Write out the items below as a numbered list, with any blank lines left out.

[Some records]
## Begin
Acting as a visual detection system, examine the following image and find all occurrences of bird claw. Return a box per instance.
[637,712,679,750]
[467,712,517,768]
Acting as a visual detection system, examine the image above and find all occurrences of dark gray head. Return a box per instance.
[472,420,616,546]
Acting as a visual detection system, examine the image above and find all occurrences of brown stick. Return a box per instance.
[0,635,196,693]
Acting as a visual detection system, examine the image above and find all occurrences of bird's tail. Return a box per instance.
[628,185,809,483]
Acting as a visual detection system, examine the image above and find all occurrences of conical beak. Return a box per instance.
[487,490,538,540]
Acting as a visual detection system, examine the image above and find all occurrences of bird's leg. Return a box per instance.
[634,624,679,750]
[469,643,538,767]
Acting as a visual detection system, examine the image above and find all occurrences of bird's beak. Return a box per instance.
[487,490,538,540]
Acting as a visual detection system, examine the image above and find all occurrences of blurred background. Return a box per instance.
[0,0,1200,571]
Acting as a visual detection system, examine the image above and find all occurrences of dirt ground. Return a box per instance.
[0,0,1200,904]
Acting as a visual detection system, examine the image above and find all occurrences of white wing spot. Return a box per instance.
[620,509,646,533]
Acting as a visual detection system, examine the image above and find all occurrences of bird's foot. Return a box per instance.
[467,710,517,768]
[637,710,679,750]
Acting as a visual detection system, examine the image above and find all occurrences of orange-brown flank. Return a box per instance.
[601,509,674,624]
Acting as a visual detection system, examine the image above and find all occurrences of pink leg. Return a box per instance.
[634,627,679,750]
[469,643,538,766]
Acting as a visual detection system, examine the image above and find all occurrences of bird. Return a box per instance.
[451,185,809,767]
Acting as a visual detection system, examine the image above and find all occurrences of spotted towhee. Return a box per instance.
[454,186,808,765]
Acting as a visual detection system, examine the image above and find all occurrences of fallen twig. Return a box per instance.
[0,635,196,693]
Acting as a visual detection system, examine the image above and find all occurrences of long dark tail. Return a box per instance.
## End
Task solution:
1. Acting as a visual detection system, examine the following image and find all occurrences of bird claw. Return a box per instance.
2. [637,712,679,750]
3. [467,712,517,768]
4. Acting as a visual detection system, examine the image above and find all occurrences of dark gray head. Return a box per instance.
5. [472,420,616,546]
6. Acting as a visual detection system, examine the image above and find all occurrences of brown stick. Return a box per instance.
7. [0,635,196,693]
8. Acting as a visual detection system, examine the image above and find all occurrences of bird's tail. Return a box per instance.
9. [628,185,809,483]
10. Acting as a visual detection system, examine the image above and find all occurrences of conical beak. Return a box per instance.
11. [487,490,538,540]
12. Acting as a visual detection system, examine the image above and find all occurrences of bird's leg. Return a box per instance.
13. [634,624,679,750]
14. [469,643,538,767]
15. Acting as a visual detection system, examine the image above and find all occurrences of bird's beak. Return a box per instance.
16. [487,490,538,540]
17. Acting as a visual detection system, examine the image above and find all occurrences of blurred background. Return a box per instance.
18. [0,0,1200,571]
19. Acting as a visual detection system, examine the image above and find all occurrences of dirt ground. Return a box per instance.
20. [0,0,1200,904]
21. Acting as a visual detection system, examine the image above and find all occurrences of white wing spot. Return a box per instance.
22. [620,509,646,533]
23. Acting as a visual detection system, examine the image above and find all occurrences of bird's foot. Return a box per instance.
24. [467,710,517,768]
25. [637,710,679,750]
26. Acting as a visual detection system, examine the image above and find all occurrences of orange-brown flank. Return a box per instance.
27. [601,509,674,624]
28. Acting as a visual detection system, examine the image above and find all occurrences of pink leg. Return a box per instance.
29. [634,627,679,750]
30. [469,643,538,766]
31. Acting as a visual detection system, examine the image above and find all occurrences of bird. Return a box per instance.
32. [451,185,809,767]
33. Acting as a visual detection system, examine the image above and find all occurrences of spotted towhee. Return a box per instance.
34. [454,186,808,765]
35. Acting as a visual detection system, examine the image above and find all occurrences of fallen twig. Return a box per instance.
36. [0,635,196,693]
37. Acting as a visual detection system, examine the image above and find all occurrences of long dark tail. Return a box per instance.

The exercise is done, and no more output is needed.